Data supplied start

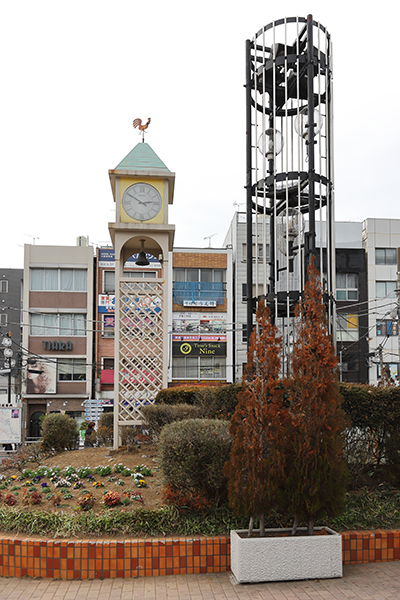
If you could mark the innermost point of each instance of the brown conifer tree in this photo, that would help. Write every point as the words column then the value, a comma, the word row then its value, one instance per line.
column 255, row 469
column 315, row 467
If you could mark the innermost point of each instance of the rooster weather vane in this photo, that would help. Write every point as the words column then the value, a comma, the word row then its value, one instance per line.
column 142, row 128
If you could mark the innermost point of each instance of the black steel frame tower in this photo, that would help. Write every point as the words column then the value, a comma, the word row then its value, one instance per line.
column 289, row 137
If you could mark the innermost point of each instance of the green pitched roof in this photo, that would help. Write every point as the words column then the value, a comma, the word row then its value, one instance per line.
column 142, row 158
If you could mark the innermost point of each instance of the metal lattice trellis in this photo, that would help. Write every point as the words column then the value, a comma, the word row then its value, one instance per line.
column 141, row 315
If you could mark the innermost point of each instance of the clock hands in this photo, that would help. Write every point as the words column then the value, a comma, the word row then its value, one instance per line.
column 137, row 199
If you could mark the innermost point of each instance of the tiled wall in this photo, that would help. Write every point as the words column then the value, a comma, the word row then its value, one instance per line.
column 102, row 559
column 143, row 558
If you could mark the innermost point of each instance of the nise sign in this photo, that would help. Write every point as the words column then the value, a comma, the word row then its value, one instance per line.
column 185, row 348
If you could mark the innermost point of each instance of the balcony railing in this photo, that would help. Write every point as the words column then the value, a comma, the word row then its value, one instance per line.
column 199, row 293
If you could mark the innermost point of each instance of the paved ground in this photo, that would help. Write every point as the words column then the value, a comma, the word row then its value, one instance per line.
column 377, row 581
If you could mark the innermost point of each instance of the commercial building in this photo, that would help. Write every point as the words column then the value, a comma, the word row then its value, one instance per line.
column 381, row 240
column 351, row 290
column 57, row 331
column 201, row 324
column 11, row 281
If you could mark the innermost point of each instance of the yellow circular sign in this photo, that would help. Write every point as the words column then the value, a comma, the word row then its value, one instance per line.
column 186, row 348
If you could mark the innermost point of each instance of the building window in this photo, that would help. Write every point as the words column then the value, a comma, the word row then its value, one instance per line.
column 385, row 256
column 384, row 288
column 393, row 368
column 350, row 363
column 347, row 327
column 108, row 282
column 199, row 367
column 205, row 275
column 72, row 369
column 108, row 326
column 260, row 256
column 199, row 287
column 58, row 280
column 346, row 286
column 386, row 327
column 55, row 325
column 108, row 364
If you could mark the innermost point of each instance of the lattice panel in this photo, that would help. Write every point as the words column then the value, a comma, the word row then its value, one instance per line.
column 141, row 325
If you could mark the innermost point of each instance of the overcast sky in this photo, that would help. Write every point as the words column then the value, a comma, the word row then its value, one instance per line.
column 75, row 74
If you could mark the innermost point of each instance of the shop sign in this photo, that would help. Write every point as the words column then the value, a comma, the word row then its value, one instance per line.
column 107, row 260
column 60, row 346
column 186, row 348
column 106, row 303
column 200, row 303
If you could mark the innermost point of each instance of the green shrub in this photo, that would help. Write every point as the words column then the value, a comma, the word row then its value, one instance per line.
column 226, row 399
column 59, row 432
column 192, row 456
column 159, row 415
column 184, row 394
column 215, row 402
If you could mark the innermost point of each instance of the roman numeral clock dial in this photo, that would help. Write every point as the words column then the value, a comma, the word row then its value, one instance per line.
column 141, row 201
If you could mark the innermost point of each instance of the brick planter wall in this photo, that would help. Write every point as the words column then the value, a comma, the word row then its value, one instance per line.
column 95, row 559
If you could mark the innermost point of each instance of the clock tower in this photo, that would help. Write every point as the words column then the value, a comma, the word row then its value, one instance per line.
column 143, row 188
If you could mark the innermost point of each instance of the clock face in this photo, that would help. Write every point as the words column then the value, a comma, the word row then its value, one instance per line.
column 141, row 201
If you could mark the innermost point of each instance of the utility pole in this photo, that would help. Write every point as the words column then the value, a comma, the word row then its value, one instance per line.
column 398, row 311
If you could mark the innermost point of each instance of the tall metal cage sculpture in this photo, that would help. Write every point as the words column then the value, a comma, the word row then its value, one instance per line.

Data supplied end
Data supplied start

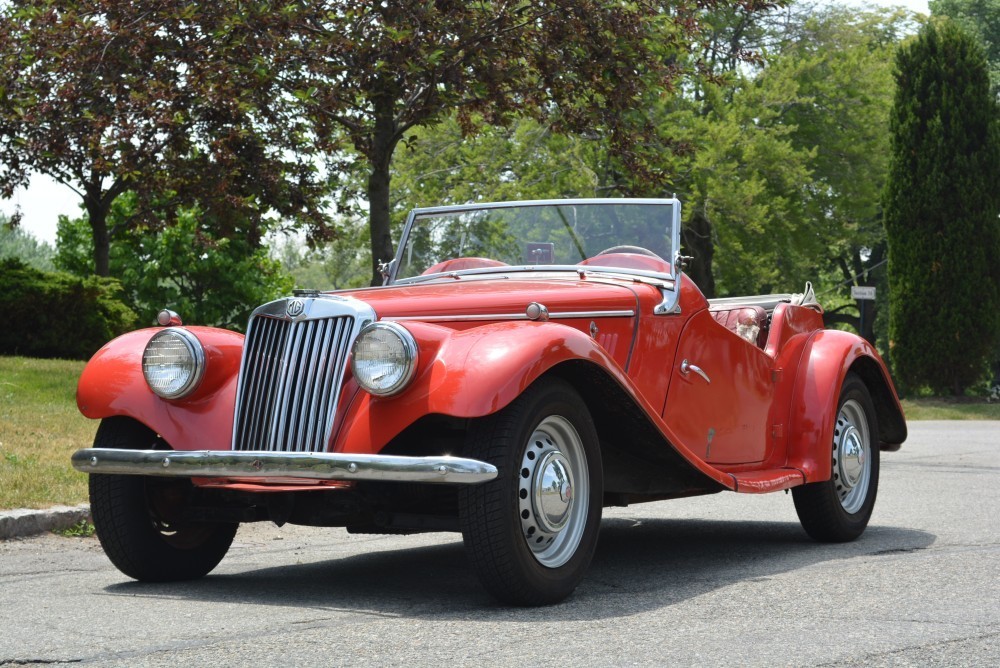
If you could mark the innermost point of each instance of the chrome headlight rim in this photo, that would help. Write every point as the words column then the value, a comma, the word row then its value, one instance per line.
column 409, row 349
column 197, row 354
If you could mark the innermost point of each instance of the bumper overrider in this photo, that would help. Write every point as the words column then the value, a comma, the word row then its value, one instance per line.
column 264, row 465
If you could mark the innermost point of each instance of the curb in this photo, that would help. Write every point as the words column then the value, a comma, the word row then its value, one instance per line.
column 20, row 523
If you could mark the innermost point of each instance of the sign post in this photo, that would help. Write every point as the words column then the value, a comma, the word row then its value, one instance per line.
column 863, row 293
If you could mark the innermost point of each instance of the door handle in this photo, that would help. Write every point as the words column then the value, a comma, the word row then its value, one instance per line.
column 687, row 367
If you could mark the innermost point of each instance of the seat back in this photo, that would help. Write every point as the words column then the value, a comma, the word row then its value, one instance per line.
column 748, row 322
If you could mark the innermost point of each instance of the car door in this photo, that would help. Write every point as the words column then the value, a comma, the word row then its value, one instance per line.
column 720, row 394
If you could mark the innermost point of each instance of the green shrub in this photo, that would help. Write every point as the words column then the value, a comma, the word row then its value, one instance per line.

Data supplied end

Copy out the lines of the entries above word for word, from the line with "of the brown" up to and including the line with "column 315, row 467".

If you could mark the innermost point of each instance of the brown conifer tree in this photo, that would help. Write every point as the words column then the value, a comma, the word row then its value, one instance per line.
column 255, row 469
column 315, row 467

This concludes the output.